⟨

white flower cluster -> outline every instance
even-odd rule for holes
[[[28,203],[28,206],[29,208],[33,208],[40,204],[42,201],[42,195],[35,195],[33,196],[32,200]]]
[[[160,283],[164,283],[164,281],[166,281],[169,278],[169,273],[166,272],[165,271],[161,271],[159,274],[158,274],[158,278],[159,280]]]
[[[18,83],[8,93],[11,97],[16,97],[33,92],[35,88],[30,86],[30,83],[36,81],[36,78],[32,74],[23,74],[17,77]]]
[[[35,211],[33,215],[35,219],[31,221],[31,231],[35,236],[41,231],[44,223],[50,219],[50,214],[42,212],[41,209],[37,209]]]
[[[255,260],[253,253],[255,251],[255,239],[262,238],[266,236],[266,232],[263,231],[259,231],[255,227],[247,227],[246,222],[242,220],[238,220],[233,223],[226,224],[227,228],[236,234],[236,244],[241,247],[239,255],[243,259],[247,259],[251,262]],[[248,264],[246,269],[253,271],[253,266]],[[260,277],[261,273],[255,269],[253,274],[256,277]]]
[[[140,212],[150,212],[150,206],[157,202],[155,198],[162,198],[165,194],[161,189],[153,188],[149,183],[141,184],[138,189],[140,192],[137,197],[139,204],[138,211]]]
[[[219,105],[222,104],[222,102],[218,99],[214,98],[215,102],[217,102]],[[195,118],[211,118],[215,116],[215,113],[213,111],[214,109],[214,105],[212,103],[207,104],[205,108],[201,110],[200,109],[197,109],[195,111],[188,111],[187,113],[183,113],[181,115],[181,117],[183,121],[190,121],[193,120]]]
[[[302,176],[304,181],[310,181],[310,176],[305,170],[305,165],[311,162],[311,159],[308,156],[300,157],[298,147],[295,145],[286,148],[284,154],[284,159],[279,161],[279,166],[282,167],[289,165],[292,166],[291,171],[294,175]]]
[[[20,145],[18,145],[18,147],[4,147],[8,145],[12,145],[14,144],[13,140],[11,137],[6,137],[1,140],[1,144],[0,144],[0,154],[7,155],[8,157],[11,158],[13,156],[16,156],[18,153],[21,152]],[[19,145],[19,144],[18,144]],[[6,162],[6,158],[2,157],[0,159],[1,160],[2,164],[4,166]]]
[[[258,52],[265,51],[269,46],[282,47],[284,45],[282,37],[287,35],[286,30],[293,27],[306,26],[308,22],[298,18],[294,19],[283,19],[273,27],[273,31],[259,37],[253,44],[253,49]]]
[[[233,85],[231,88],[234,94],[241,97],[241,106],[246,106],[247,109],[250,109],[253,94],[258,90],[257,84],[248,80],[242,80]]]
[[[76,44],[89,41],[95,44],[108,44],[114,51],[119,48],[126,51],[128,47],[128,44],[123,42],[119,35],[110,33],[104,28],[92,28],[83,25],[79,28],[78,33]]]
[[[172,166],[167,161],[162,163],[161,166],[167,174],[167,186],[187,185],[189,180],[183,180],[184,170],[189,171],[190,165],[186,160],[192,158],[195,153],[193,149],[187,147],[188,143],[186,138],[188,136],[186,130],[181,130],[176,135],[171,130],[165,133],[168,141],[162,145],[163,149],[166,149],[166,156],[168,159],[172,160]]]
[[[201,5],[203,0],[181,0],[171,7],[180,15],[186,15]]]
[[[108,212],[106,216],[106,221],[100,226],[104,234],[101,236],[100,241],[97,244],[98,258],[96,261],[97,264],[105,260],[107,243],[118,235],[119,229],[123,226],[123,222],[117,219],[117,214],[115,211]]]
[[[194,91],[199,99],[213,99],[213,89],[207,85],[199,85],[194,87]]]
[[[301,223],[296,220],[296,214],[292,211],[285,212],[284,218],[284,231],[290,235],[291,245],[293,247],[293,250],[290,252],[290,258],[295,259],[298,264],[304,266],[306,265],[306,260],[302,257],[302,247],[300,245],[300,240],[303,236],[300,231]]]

⟩
⟨

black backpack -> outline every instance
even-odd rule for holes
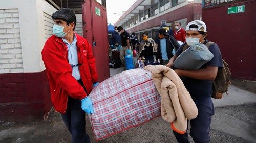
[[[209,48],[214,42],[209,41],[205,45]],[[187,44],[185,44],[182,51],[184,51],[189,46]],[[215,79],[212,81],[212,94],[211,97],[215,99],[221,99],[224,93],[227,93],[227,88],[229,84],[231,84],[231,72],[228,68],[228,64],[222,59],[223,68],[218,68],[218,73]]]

⟩
⟨

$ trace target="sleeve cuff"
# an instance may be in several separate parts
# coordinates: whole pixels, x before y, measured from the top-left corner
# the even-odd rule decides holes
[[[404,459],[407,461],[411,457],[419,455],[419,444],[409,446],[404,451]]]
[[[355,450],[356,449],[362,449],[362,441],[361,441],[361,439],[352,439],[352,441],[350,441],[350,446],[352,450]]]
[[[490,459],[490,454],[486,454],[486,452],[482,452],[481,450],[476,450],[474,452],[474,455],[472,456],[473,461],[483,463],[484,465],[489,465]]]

⟩

List every line in the items above that contains the word "outline", copying each line in full. Case counts when matching.

white flower cluster -> outline every instance
black backpack -> outline every instance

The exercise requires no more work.